Items listed in a dataset
§ §
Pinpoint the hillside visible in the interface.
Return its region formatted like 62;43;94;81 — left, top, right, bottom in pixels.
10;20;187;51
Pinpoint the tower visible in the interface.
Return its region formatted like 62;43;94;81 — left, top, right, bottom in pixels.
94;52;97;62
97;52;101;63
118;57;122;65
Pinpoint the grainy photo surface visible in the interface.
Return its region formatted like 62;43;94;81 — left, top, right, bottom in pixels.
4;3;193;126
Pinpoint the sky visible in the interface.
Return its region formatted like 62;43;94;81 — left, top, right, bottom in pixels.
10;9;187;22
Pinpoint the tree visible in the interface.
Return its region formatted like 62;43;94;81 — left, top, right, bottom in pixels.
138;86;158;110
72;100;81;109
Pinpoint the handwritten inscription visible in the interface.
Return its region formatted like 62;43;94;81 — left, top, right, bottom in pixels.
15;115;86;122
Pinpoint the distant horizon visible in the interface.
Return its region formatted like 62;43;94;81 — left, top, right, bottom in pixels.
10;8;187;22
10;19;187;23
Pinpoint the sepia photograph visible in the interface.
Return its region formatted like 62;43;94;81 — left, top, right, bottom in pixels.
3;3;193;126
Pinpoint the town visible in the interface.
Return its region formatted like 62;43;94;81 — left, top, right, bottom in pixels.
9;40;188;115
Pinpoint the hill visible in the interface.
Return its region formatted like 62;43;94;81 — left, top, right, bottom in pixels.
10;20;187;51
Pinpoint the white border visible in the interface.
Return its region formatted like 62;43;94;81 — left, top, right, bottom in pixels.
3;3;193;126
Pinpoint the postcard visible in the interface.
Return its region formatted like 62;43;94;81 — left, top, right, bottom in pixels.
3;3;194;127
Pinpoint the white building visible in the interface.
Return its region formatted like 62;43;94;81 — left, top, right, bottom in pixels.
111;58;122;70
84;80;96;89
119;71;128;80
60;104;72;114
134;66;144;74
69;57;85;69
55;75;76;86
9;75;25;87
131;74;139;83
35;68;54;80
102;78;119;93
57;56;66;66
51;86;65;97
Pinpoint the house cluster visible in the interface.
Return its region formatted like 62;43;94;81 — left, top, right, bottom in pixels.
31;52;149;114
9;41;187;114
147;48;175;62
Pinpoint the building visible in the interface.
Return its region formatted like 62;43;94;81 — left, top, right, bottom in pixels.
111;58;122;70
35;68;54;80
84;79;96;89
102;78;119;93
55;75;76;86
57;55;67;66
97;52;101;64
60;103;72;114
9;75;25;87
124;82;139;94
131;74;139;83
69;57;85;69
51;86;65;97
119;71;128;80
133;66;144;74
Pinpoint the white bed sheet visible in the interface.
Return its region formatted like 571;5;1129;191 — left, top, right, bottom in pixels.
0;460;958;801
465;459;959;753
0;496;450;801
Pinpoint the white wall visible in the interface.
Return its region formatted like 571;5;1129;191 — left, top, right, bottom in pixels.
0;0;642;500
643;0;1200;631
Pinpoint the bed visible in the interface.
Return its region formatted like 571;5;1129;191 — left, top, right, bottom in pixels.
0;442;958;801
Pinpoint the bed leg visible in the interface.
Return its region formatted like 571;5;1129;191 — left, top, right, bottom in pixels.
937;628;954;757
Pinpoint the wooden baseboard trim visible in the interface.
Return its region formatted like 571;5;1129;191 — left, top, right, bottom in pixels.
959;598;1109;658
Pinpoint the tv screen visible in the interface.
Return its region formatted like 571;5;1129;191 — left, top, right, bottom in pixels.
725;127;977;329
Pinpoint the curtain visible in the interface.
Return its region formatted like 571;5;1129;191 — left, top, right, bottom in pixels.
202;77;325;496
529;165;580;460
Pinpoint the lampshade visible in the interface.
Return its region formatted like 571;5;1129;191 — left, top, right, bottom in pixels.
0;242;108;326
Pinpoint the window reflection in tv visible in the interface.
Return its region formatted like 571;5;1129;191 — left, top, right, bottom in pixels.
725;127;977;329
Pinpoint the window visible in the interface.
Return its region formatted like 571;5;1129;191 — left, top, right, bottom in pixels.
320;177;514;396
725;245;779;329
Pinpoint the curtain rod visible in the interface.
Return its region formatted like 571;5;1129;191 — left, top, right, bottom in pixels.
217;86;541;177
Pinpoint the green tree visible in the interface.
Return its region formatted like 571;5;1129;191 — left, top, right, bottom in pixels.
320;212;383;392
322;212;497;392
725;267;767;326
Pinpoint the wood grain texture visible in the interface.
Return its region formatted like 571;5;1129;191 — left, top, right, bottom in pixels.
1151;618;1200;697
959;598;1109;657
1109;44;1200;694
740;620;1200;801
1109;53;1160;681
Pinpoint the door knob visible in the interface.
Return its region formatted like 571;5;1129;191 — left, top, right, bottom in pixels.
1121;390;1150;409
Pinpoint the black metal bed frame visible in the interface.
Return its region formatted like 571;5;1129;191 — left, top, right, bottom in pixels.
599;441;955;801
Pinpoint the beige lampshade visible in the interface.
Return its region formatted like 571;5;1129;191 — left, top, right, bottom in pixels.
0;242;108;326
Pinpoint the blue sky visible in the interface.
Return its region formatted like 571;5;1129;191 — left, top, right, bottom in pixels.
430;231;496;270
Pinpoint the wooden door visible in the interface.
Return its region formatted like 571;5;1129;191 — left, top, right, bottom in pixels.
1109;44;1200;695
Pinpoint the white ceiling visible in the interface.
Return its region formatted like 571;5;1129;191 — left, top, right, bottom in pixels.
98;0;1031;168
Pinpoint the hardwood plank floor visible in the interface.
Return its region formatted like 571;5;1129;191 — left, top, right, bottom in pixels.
§ §
■ WHAT IS BEING ASKED:
Rewrite the entries from the line with "Pinpoint the grainy" up to and including the line with "72;100;81;109", requests included, multiplying every bounding-box pixel coordinate in the answers by 1.85 and rounding to whole numbers with halves rounded up. Leave the requests and their format samples unchanged.

■ WORKED SOLUTION:
Pinpoint the grainy photo surface visible in the interface.
Return its region formatted like 62;43;94;81 — left, top, right, bottom in pixels.
7;6;357;233
Pinpoint the sky visible in the interface.
Return its region formatted like 62;43;94;81 — left, top, right, bottom in pixels.
19;17;346;41
Pinpoint the tree visible in the interface.
Return its region formatted like 62;43;94;81 — left, top, right, bottom in pixels.
255;159;292;204
133;185;150;202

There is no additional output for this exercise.